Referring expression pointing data
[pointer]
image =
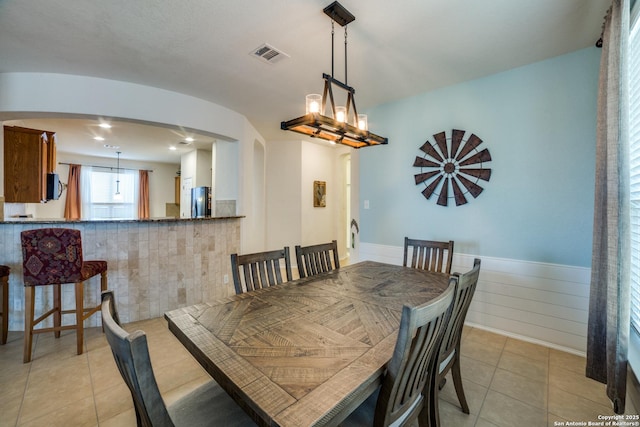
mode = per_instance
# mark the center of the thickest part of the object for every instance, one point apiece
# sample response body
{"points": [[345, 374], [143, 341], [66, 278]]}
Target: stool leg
{"points": [[103, 287], [4, 282], [79, 315], [29, 303], [57, 305], [103, 281]]}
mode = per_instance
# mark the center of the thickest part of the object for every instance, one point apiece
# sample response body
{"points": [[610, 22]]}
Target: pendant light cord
{"points": [[346, 80], [332, 32]]}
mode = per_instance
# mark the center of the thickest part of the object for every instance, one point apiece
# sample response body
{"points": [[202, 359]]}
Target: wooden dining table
{"points": [[309, 351]]}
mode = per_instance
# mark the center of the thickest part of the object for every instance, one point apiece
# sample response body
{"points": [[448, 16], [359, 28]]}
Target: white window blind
{"points": [[634, 141]]}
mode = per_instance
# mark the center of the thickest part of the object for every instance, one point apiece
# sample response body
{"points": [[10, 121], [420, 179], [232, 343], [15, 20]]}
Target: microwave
{"points": [[54, 189]]}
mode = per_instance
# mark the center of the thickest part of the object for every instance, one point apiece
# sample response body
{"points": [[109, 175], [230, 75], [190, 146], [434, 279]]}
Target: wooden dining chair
{"points": [[207, 405], [410, 378], [449, 355], [428, 255], [4, 315], [316, 259], [259, 270], [53, 256]]}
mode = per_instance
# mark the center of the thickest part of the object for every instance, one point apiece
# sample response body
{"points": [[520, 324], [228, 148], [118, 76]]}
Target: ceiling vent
{"points": [[268, 53]]}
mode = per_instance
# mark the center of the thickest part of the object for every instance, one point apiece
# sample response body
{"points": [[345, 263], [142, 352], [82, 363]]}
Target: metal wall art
{"points": [[452, 166]]}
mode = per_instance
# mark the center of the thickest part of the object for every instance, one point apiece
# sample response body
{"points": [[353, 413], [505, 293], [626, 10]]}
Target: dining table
{"points": [[309, 351]]}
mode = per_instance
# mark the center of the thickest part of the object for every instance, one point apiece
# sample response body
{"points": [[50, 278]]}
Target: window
{"points": [[634, 143], [109, 195]]}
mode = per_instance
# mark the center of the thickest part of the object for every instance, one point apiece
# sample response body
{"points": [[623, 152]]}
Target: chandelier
{"points": [[339, 124]]}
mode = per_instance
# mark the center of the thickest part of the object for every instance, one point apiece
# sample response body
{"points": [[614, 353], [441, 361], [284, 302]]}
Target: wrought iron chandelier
{"points": [[342, 124]]}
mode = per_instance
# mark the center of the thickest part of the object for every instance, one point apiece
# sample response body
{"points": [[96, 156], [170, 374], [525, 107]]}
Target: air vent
{"points": [[268, 53]]}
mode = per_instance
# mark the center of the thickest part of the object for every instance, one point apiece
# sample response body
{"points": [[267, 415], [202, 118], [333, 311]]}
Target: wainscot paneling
{"points": [[542, 303]]}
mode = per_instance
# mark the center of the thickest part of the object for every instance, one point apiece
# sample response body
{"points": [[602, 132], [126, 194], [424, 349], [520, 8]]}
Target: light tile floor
{"points": [[507, 382]]}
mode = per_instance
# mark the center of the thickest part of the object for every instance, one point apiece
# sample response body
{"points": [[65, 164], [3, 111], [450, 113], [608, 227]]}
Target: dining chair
{"points": [[259, 270], [428, 255], [316, 259], [4, 314], [53, 256], [410, 377], [207, 405], [449, 355]]}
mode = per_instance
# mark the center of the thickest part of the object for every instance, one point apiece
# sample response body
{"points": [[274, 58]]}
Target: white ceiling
{"points": [[202, 47]]}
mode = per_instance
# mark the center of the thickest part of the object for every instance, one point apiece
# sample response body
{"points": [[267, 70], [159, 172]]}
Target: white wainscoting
{"points": [[542, 303]]}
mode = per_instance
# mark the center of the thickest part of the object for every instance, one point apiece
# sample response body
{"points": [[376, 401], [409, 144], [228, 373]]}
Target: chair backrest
{"points": [[412, 370], [259, 270], [317, 259], [131, 354], [467, 283], [429, 255], [51, 256]]}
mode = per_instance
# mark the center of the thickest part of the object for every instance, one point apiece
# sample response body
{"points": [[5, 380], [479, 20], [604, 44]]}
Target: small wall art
{"points": [[319, 194]]}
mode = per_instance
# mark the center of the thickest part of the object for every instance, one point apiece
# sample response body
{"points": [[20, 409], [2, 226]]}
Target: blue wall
{"points": [[538, 122]]}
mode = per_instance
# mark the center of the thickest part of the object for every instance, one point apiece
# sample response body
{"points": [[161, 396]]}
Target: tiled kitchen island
{"points": [[154, 265]]}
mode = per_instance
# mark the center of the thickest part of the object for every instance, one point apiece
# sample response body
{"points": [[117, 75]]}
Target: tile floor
{"points": [[507, 382]]}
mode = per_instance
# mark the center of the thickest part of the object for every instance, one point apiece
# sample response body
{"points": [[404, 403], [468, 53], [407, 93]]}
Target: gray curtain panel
{"points": [[608, 329]]}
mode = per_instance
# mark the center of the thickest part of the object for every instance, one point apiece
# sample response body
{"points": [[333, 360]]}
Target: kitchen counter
{"points": [[154, 265]]}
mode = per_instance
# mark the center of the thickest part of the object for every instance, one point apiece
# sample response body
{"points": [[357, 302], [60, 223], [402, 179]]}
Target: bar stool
{"points": [[53, 256], [4, 315]]}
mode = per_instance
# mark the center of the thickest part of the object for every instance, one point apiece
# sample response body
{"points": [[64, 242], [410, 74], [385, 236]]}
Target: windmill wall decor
{"points": [[452, 166]]}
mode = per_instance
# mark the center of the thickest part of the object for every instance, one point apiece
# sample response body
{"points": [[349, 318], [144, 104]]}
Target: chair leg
{"points": [[29, 303], [79, 315], [457, 382], [57, 306], [4, 282]]}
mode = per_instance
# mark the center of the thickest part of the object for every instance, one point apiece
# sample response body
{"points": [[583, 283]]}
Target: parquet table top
{"points": [[305, 352]]}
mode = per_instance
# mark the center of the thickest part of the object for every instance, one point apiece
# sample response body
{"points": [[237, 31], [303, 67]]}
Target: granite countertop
{"points": [[62, 220]]}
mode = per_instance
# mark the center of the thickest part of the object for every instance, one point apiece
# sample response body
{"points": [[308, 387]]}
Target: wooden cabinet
{"points": [[28, 157]]}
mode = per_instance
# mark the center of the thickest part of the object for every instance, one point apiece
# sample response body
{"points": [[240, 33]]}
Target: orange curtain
{"points": [[73, 204], [143, 200]]}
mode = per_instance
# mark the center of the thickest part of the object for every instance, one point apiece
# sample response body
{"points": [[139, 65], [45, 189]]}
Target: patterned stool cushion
{"points": [[54, 255]]}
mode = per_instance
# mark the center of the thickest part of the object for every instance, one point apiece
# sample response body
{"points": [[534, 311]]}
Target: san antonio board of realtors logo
{"points": [[452, 166]]}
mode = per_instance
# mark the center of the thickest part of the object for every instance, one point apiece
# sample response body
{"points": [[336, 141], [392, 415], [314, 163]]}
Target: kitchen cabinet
{"points": [[29, 154]]}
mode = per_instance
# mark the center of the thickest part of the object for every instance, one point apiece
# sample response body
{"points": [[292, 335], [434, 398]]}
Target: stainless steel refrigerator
{"points": [[200, 202]]}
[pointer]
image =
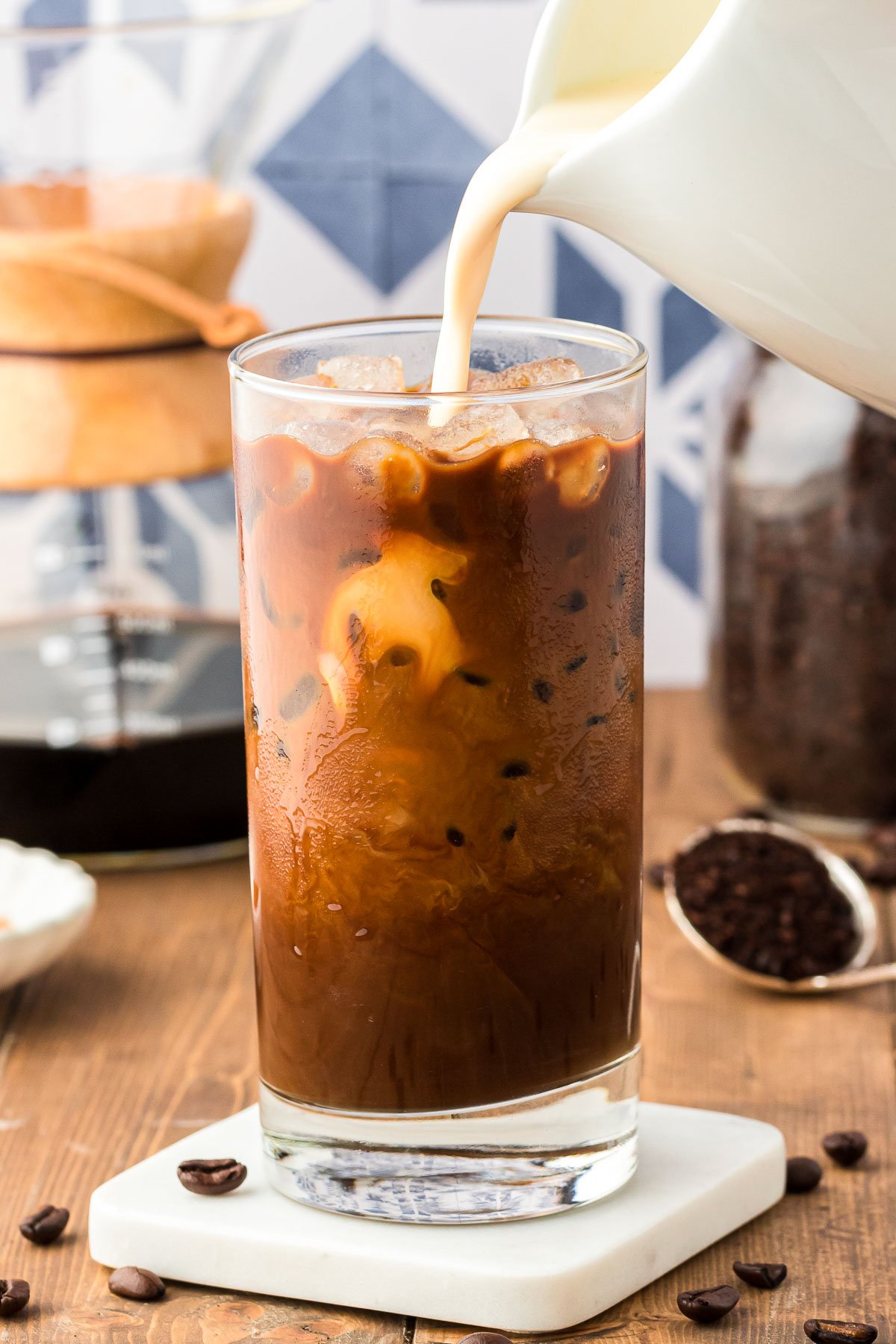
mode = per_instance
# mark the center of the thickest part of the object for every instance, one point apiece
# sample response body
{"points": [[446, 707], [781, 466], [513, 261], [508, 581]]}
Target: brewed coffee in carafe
{"points": [[121, 725]]}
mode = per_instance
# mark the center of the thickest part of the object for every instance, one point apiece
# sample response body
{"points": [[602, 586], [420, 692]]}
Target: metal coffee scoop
{"points": [[855, 974]]}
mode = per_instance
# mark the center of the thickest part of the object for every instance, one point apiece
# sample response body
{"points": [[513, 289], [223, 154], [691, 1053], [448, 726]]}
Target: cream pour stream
{"points": [[514, 172]]}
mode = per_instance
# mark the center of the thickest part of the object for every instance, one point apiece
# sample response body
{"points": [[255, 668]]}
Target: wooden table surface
{"points": [[146, 1031]]}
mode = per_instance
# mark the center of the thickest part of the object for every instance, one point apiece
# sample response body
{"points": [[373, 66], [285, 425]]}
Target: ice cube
{"points": [[556, 432], [326, 437], [398, 608], [476, 429], [314, 381], [388, 465], [538, 373], [620, 414], [581, 473], [364, 373], [523, 460], [282, 472]]}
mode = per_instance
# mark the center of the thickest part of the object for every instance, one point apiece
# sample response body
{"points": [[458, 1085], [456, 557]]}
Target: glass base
{"points": [[519, 1159]]}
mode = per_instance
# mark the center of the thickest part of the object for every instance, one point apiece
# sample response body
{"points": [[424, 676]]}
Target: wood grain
{"points": [[147, 1031]]}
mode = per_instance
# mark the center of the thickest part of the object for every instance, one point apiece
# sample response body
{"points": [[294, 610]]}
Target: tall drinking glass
{"points": [[442, 638]]}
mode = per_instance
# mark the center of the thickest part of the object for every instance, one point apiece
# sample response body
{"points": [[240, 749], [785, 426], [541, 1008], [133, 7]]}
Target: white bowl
{"points": [[45, 905]]}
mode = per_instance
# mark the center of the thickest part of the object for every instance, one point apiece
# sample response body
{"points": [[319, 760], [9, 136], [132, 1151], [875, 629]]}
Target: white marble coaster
{"points": [[702, 1174]]}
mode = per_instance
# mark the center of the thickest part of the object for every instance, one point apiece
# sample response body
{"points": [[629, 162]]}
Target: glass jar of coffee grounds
{"points": [[805, 618]]}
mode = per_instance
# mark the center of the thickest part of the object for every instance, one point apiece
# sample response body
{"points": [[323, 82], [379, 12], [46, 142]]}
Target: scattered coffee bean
{"points": [[656, 875], [45, 1226], [847, 1147], [573, 603], [485, 1337], [761, 1275], [803, 1175], [211, 1175], [13, 1296], [768, 903], [141, 1285], [709, 1304], [840, 1332]]}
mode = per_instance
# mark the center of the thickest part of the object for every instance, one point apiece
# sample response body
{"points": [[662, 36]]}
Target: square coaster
{"points": [[700, 1175]]}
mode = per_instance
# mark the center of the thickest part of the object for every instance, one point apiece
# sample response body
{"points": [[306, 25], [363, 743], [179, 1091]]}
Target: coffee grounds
{"points": [[766, 903]]}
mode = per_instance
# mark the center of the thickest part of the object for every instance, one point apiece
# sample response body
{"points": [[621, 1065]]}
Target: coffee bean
{"points": [[847, 1147], [45, 1226], [803, 1175], [361, 557], [474, 678], [761, 1275], [301, 698], [656, 875], [141, 1285], [211, 1175], [13, 1296], [709, 1304], [768, 903], [840, 1332]]}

- [DESCRIPTION OF THE TASK]:
Only the lines from the one that contains "Target: square coaster" to the end of the entries above should be given again, exactly and in full.

- [WRITTEN ANSWER]:
Target: square coaster
{"points": [[700, 1175]]}
mode = per_instance
# mark the center of the thickest part of the object for every instance, one point apiece
# sample response body
{"points": [[306, 25], [363, 743], [179, 1091]]}
Target: coffee grounds
{"points": [[766, 903]]}
mode = per_instance
# mark the center of the thickest part of the object for every instance, one point apiece
# sample response body
{"points": [[621, 1065]]}
Target: coffee bean
{"points": [[847, 1147], [45, 1226], [803, 1175], [361, 557], [474, 678], [761, 1275], [301, 698], [656, 875], [141, 1285], [211, 1175], [13, 1296], [709, 1304], [768, 903], [840, 1332]]}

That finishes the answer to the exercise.